Tuesday, July 5, 2011

Nervous Journalist

Well, I am going to attempt a blog for myself.  I have enjoyed reading other bloggers very much and have been afraid to put my thoughts out where others could read.  Mostly because I don't have that much to say.  I live in my little 2 bedroom apartment and immerse myself in reality TV and sometimes forget that reality is just outside the door.  It is easy to forget that when you are living by yourself.  I have never been married and I live life to the fullest, and thanks to my family,  I am never alone.

Family is the most important aspect of my life.  If I didn't have family around, I would become certifiable and not a nice person.  They keep me grounded.  I would sit and ramble off every member of my family, but I know the consequences of doing that.  You see, a few years back, I wrote a little book for me, that I shared with my family.  I planned it for a year and would randomly ask the grandkids this question, "How much do you love me?" during that time.  Some of the answers were hilarious and I will share them someday, but the book is packed away at this time.  But I took those answers and created a little kids story and had a friend draw some of the pictures.  I ran out of time for that part of it.  I dedicated it to my family and I listed everyone's name down to the last grandchild born.  I made 7 copies, hand colored them all, laminated them, had a binding put on and gave them away for a Christmas present.  It was the best Christmas that year.  Then one of the kids said, "Carla, I thought you had a sister named Stacy."  My heart sank a fathom.  I had left off my dear little sister who had passed away.  So, from now on, when I say all of my family, they know who they are and they know I love them.

You know, it is kind of theraputic to sit at a computer and just write.  I think that I am going to like this.

RECORDS SHOWN:
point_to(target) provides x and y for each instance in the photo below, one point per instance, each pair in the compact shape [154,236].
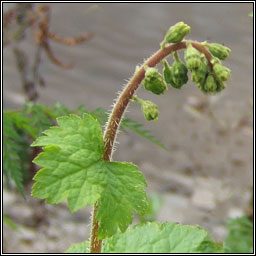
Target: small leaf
[153,237]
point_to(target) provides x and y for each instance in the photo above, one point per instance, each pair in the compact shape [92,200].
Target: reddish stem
[119,109]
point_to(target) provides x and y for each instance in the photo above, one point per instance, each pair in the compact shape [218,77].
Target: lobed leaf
[154,237]
[73,169]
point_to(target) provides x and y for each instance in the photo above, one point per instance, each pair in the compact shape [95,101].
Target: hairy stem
[118,111]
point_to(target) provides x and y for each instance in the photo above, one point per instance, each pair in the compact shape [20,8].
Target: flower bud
[150,110]
[222,73]
[177,32]
[221,86]
[179,74]
[154,81]
[210,84]
[167,72]
[219,51]
[192,57]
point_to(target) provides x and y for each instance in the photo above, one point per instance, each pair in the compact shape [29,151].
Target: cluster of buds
[176,75]
[176,33]
[154,81]
[210,77]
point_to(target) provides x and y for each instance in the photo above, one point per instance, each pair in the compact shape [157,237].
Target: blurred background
[207,174]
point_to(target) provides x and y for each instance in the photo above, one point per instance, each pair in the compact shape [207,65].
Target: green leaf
[122,194]
[139,129]
[240,236]
[155,203]
[153,237]
[83,247]
[73,169]
[12,161]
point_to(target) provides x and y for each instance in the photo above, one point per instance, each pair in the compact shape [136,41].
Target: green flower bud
[192,57]
[219,51]
[177,32]
[222,73]
[150,110]
[221,86]
[154,81]
[179,74]
[167,71]
[199,75]
[210,84]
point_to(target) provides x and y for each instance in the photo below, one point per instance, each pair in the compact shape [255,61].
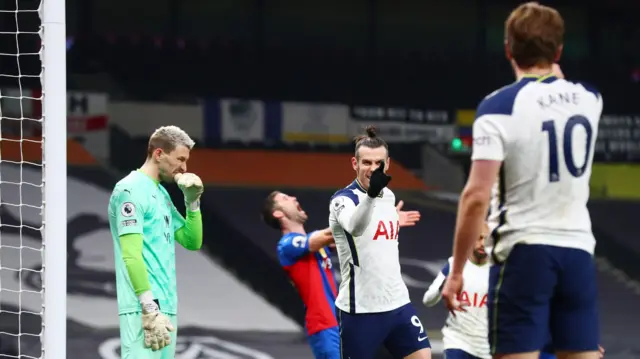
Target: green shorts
[132,339]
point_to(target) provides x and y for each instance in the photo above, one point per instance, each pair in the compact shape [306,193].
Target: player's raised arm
[355,218]
[320,239]
[130,220]
[189,232]
[433,295]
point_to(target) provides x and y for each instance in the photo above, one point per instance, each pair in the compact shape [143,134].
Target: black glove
[378,181]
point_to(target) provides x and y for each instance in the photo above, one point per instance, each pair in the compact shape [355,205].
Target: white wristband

REQUIRED ACTIONS:
a) According to the blog post, how many copies of the family book were made?
b) Print everything in the blog post from "Tuesday, July 5, 2011" down to "am never alone.".

SOLUTIONS TO THE PROBLEMS:
a) Seven copies were made.

b)
Tuesday, July 5, 2011

Nervous Journalist

Well, I am going to attempt a blog for myself.  I have enjoyed reading other bloggers very much and have been afraid to put my thoughts out where others could read.  Mostly because I don't have that much to say.  I live in my little 2 bedroom apartment and immerse myself in reality TV and sometimes forget that reality is just outside the door.  It is easy to forget that when you are living by yourself.  I have never been married and I live life to the fullest, and thanks to my family,  I am never alone.